**Excerpted data:**
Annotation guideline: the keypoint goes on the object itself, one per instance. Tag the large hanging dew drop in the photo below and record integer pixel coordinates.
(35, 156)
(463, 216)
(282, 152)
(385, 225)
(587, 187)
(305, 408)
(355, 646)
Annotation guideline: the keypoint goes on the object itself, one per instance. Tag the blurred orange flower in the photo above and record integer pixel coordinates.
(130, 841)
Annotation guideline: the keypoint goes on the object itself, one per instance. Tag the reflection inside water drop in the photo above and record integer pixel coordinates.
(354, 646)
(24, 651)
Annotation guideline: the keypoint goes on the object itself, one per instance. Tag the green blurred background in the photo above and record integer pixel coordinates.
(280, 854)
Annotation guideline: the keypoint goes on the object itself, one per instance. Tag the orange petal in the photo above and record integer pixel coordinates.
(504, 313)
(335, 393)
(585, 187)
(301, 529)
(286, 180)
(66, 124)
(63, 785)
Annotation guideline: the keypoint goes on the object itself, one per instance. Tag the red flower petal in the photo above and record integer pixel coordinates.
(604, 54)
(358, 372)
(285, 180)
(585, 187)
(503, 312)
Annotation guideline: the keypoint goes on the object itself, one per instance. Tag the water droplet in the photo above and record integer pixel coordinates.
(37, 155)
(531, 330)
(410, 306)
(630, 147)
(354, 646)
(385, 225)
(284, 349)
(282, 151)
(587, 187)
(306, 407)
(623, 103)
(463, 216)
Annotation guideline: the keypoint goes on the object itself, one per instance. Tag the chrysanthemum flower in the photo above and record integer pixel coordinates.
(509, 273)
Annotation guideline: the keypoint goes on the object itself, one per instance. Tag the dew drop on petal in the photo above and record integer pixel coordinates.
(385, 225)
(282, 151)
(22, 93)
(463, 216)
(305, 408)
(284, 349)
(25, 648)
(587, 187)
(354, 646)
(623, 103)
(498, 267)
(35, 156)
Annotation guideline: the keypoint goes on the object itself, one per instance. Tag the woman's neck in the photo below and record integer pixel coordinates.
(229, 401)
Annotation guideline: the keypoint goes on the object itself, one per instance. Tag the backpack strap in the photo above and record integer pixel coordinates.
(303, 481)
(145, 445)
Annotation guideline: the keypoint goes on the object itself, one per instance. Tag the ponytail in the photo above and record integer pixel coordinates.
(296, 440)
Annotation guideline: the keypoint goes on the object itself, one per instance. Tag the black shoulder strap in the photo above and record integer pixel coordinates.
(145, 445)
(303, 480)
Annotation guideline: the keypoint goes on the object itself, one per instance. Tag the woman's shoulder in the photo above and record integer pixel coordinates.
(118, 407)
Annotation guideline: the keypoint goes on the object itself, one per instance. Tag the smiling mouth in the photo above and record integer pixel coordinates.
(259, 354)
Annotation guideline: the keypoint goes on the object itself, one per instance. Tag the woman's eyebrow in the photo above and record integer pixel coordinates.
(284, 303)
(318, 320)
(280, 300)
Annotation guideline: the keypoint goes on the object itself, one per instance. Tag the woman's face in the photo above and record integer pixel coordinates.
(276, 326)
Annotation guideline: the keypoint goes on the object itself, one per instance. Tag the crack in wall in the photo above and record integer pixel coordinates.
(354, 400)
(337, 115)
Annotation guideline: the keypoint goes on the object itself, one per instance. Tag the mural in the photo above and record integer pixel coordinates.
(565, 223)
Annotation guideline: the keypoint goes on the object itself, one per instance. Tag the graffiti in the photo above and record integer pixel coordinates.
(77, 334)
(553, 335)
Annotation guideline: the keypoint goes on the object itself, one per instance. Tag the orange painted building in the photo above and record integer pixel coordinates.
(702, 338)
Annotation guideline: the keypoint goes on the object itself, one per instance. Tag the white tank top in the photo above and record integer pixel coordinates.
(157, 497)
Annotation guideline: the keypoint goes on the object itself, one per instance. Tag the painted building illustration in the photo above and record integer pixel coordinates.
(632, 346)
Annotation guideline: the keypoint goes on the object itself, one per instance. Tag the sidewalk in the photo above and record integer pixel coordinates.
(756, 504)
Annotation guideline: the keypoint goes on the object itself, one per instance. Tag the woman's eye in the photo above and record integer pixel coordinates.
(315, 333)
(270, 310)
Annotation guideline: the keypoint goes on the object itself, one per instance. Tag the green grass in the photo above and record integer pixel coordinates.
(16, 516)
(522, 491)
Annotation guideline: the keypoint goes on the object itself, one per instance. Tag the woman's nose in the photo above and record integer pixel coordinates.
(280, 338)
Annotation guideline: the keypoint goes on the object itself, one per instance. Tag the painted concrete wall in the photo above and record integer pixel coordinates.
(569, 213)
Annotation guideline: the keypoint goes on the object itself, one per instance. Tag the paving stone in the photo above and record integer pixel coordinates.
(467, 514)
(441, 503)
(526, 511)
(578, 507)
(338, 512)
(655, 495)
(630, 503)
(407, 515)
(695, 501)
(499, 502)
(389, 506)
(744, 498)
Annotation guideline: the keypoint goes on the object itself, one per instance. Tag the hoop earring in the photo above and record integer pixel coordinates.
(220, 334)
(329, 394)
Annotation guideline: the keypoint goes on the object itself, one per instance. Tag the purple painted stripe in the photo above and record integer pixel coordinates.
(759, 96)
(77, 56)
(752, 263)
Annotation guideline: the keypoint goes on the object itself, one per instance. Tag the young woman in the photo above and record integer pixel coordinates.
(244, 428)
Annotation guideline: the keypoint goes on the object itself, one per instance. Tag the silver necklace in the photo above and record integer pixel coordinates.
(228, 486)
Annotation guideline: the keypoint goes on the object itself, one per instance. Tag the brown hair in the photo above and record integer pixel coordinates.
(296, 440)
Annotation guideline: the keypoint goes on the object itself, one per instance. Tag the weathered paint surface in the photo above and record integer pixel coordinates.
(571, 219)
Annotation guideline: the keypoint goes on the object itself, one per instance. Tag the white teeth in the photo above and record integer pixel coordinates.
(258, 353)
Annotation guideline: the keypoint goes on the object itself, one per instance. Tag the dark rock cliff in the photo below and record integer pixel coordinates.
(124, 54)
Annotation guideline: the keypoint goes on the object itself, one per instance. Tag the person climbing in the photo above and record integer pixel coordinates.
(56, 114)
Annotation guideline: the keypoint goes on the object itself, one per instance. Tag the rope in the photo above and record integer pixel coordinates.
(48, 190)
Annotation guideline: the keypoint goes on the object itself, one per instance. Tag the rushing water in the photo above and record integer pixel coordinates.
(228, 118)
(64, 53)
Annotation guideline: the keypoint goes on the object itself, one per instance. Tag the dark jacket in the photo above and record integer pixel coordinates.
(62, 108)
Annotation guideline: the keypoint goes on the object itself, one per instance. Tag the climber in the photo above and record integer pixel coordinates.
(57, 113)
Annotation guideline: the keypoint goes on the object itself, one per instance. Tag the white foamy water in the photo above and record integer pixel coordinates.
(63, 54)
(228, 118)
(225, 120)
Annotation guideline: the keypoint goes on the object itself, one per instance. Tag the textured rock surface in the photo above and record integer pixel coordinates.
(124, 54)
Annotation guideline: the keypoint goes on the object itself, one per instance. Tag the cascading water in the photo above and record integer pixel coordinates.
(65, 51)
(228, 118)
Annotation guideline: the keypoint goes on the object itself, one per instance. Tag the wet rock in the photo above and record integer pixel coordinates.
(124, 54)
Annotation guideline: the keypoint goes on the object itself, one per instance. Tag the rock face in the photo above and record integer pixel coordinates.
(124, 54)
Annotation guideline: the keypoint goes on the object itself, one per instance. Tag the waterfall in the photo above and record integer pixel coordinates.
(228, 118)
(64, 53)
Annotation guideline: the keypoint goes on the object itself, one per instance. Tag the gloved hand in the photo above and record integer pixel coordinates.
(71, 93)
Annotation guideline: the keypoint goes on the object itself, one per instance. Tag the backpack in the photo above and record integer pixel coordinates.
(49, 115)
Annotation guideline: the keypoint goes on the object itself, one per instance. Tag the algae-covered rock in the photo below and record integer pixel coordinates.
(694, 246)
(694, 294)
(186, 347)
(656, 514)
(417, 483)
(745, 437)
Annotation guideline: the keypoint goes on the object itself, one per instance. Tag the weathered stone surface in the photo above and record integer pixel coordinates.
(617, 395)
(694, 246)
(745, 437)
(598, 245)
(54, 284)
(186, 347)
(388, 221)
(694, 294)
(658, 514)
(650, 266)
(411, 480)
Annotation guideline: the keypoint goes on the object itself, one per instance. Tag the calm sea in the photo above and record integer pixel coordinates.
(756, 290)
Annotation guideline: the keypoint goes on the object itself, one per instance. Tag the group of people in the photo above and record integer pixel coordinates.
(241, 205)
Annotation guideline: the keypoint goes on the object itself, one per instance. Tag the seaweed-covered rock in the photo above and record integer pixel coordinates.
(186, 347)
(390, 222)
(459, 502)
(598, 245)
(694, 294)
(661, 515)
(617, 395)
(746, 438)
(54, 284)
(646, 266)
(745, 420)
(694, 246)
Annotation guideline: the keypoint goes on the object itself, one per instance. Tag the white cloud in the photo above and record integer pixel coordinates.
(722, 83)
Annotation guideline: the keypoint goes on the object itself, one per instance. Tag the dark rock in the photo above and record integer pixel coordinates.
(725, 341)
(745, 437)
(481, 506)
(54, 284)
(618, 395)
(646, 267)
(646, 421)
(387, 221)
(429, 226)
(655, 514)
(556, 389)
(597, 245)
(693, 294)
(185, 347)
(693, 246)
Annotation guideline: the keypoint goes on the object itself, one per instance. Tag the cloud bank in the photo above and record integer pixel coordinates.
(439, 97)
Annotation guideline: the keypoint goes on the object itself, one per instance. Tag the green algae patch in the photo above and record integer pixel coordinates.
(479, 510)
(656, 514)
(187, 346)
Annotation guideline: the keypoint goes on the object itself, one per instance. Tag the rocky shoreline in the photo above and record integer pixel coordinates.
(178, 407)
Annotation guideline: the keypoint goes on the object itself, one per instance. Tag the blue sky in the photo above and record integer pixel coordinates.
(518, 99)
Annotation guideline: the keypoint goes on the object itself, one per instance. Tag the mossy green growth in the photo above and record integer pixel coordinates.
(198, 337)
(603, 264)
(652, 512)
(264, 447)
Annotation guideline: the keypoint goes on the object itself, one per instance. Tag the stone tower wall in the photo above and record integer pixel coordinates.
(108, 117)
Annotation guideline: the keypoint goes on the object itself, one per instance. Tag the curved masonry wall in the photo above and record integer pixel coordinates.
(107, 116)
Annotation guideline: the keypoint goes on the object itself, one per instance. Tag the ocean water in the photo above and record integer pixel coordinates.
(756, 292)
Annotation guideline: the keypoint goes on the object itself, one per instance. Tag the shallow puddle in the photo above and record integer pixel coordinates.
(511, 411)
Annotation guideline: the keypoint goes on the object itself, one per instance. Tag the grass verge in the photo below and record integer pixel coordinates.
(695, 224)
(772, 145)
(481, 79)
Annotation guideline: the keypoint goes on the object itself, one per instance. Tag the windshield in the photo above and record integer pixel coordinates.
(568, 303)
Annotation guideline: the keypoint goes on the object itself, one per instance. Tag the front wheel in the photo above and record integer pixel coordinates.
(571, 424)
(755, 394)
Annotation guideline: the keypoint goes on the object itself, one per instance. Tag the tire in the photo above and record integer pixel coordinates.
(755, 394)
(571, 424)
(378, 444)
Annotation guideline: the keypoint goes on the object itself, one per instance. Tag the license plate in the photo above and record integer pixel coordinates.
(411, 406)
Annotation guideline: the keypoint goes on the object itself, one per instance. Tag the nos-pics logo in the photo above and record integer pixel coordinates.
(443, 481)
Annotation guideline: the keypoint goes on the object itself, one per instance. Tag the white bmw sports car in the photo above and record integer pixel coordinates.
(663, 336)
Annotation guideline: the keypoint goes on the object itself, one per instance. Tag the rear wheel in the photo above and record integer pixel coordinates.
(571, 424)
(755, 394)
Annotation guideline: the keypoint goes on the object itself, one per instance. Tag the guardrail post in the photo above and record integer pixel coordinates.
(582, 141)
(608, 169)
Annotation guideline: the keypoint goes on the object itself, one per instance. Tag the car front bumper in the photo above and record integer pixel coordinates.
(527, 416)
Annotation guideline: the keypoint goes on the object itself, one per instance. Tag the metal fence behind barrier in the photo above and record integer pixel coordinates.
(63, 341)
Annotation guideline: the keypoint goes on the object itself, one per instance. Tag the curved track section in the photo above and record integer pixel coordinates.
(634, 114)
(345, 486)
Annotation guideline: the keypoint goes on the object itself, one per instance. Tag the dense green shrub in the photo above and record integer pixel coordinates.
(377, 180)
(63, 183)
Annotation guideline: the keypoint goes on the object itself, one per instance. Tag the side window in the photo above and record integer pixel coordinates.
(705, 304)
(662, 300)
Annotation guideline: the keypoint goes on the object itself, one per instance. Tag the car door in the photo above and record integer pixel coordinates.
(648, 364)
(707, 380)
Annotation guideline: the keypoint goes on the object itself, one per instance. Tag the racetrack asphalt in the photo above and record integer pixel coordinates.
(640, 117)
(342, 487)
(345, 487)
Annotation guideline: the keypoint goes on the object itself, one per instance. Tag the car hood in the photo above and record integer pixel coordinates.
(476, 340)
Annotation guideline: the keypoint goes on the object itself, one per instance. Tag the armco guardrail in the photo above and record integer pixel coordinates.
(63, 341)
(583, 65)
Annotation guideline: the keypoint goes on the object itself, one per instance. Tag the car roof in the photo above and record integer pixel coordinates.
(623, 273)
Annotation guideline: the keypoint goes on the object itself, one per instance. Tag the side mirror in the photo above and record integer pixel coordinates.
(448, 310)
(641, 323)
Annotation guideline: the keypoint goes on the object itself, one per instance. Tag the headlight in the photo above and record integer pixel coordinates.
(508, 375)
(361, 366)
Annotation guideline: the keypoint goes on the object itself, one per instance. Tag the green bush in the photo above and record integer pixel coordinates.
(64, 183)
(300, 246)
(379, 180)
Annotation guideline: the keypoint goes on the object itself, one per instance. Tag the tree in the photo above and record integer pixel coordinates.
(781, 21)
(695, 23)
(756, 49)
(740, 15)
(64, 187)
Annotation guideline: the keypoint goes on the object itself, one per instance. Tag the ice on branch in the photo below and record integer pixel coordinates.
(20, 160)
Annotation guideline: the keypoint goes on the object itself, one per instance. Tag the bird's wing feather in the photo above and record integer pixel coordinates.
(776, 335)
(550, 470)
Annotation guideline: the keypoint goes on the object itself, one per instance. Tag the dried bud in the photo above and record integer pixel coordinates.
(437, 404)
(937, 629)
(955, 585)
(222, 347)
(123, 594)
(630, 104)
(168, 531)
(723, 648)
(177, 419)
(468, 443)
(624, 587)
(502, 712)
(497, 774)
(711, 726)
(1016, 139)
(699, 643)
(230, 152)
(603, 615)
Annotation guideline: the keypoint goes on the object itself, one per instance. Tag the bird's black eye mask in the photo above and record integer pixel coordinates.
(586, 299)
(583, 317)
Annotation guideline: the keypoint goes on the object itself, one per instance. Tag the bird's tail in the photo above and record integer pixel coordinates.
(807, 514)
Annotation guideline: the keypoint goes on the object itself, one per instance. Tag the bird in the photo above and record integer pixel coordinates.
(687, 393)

**Brief:**
Begin with the line that contains "the bird's wing" and set down each line exactly until the records above end, including the final line.

**Response for this exercise:**
Annotation guideline: the keypoint goes on the object itself, one per instance. Tag the bird's wing feather in the photo above and record integer pixel coordinates.
(776, 335)
(550, 470)
Annotation guideline: the keypoint goes on the object itself, one per instance. Tag the dried bud in the photo above and record integer pixel coordinates.
(437, 404)
(937, 629)
(955, 585)
(222, 347)
(123, 594)
(630, 104)
(168, 531)
(723, 648)
(177, 419)
(468, 443)
(624, 587)
(502, 712)
(497, 774)
(711, 726)
(1016, 139)
(699, 643)
(230, 152)
(603, 615)
Annotation guideline: the keypoint goes on the object itself, one per instance. Tag the bird's black eye mask in the photo above and record integer pixel coordinates.
(586, 299)
(583, 317)
Annotation guideline: the keypoint goes on the object itself, one per instance. Tag the bird's tail in the photo above and record integer pixel coordinates.
(807, 514)
Annotation guideline: the keypoint goes on the object itself, one per instance. Tag the bird in the photo above and record integer pixel coordinates.
(687, 393)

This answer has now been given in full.